_YOUR GOAL:_
Copy the listing below word for word, keeping every line in its original order.

==========

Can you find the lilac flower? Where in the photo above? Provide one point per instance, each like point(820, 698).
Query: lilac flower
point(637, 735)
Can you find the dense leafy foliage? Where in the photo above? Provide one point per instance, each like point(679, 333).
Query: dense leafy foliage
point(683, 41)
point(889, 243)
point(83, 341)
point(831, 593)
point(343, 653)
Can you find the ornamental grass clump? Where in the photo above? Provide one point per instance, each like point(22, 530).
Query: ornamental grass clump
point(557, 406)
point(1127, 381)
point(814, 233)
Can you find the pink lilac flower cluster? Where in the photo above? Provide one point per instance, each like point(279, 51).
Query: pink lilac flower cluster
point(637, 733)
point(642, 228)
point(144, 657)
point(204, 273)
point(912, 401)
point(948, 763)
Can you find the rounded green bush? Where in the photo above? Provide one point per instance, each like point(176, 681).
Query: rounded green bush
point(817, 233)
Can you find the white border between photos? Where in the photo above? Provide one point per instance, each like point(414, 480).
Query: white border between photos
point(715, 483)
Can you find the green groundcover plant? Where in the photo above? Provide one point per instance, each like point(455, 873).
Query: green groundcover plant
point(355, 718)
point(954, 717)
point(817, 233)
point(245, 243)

==========

_FINISHED TASK:_
Can you find the lilac flower? Where in the photo above? Provide one point per instance, each like point(820, 698).
Query: lilac flower
point(637, 735)
Can you find the dense leafy foliage? Where in the photo above? Provide one point per instance, each like point(679, 333).
Query: dense leafy foliage
point(683, 41)
point(889, 243)
point(83, 341)
point(831, 593)
point(343, 653)
Can you find the ornamental grass clump? Where in the photo above? Provide one point per instance, each like point(22, 530).
Query: ornamental grass clump
point(557, 406)
point(1127, 381)
point(814, 233)
Can you find the pink lilac flower cluster? Where in the photo above? Provide one point per instance, each like point(279, 51).
Query: pink lilac flower cluster
point(637, 733)
point(642, 228)
point(144, 657)
point(204, 273)
point(912, 401)
point(948, 763)
Can you find the rounded green bush? Where in the photo above? Provide one point per instance, each like point(176, 681).
Query: rounded green bush
point(817, 233)
Can you find the white border between photos? Where in the photo above? Provide one point per instance, each like point(414, 480).
Query: white border between photos
point(715, 483)
Can you find the green groundcover plant? Where in the photo above? Provide one point per instance, each like point(455, 873).
Query: green groundcover plant
point(355, 718)
point(954, 717)
point(817, 233)
point(245, 243)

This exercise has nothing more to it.